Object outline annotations

——

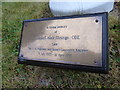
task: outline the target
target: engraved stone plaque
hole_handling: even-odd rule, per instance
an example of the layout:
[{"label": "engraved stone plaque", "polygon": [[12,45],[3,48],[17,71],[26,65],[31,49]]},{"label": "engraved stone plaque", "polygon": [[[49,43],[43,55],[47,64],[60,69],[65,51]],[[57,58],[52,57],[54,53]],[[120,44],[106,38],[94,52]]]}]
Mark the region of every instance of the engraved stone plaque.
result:
[{"label": "engraved stone plaque", "polygon": [[25,20],[19,63],[107,72],[107,13]]}]

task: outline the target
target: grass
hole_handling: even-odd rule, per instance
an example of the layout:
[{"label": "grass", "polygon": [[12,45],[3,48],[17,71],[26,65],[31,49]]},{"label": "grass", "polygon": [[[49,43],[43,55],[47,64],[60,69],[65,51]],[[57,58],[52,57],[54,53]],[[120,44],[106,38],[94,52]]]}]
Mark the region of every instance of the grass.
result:
[{"label": "grass", "polygon": [[2,3],[3,88],[120,88],[120,24],[109,18],[109,74],[17,63],[22,21],[53,17],[48,3]]}]

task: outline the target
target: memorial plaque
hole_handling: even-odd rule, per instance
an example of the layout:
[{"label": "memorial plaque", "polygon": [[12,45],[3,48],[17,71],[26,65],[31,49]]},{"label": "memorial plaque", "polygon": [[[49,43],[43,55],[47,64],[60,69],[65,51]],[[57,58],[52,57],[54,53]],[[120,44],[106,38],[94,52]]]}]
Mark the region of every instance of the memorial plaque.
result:
[{"label": "memorial plaque", "polygon": [[25,20],[18,62],[107,73],[107,16]]}]

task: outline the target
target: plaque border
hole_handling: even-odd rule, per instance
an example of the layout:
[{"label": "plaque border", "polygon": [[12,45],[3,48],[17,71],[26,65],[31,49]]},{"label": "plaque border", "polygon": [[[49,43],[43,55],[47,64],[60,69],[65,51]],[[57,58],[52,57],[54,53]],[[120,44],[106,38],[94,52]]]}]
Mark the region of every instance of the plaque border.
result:
[{"label": "plaque border", "polygon": [[[27,59],[24,59],[22,56],[20,56],[20,48],[21,48],[21,42],[22,42],[23,27],[24,27],[25,23],[36,22],[36,21],[46,21],[46,20],[94,17],[94,16],[102,16],[102,67],[27,60]],[[108,13],[107,12],[24,20],[23,25],[22,25],[22,31],[21,31],[21,37],[20,37],[20,42],[19,43],[20,44],[19,44],[19,53],[18,53],[18,64],[57,67],[57,68],[63,68],[63,69],[73,69],[73,70],[80,70],[80,71],[85,71],[85,72],[108,74]]]}]

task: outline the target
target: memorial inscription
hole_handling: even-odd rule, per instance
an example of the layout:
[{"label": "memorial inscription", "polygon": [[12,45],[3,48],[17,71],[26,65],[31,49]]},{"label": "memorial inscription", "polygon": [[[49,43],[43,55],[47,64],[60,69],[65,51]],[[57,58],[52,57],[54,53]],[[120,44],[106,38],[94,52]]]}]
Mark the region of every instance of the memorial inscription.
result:
[{"label": "memorial inscription", "polygon": [[[97,22],[96,22],[97,21]],[[102,67],[103,16],[25,21],[19,60]]]}]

——

- _Problem statement_:
How many lines of the material contain the string "border"? Reply with the number alone.

- _The solution_:
4